_WORK TO COMPLETE_
Identify every line in the records below that contains the string "narrow", treating uppercase and lowercase letters as different, and copy each of those lines.

_Entries drawn from a collection_

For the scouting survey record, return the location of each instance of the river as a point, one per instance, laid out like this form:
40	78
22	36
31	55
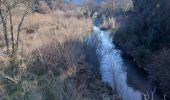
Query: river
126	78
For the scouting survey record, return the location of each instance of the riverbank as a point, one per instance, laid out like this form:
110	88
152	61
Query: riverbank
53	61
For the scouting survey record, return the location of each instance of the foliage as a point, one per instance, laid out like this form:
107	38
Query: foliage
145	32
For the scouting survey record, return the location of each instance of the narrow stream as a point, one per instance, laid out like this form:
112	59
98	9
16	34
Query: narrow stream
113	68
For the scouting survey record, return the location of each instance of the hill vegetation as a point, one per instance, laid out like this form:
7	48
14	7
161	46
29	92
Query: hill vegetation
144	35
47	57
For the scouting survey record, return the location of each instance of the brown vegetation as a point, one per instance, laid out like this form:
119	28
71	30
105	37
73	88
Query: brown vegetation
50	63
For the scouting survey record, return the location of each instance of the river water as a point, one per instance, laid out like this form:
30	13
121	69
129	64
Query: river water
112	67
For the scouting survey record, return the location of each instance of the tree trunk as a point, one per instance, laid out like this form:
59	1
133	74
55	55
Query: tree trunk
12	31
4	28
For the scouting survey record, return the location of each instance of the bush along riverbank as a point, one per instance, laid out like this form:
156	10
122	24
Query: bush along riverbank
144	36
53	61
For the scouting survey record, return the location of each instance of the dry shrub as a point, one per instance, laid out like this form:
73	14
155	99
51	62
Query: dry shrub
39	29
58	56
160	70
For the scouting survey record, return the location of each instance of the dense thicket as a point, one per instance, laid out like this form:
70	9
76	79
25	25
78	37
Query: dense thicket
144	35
...
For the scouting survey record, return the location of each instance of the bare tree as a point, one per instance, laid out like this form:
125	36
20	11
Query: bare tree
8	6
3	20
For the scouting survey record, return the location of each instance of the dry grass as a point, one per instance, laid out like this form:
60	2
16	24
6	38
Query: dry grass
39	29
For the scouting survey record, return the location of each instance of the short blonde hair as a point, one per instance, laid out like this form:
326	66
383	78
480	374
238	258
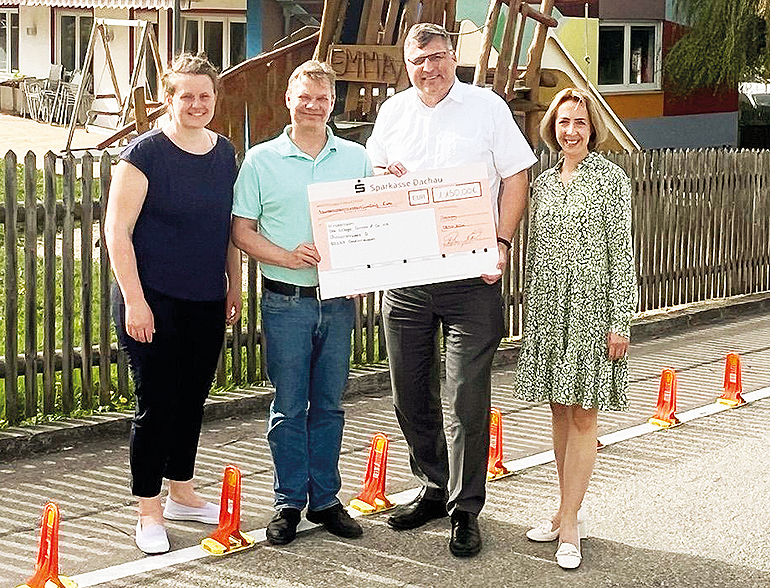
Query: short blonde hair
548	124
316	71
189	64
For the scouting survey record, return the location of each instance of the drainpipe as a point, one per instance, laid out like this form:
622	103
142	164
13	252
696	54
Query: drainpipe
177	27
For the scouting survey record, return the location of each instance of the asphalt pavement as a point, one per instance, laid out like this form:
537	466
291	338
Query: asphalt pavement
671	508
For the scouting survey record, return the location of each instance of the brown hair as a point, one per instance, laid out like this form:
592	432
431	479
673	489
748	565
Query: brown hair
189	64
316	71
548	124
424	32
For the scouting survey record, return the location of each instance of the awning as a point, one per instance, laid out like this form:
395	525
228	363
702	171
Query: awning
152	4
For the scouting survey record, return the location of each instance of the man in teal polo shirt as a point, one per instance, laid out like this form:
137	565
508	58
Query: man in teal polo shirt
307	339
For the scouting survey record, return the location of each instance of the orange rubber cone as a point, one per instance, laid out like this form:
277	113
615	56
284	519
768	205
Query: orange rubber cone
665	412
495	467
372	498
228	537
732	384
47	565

_WRITTEN REPLY_
For the scouting survey record, return the location of each instance of the narrow stream as a point, one per instance, laid out like this form:
Query: narrow stream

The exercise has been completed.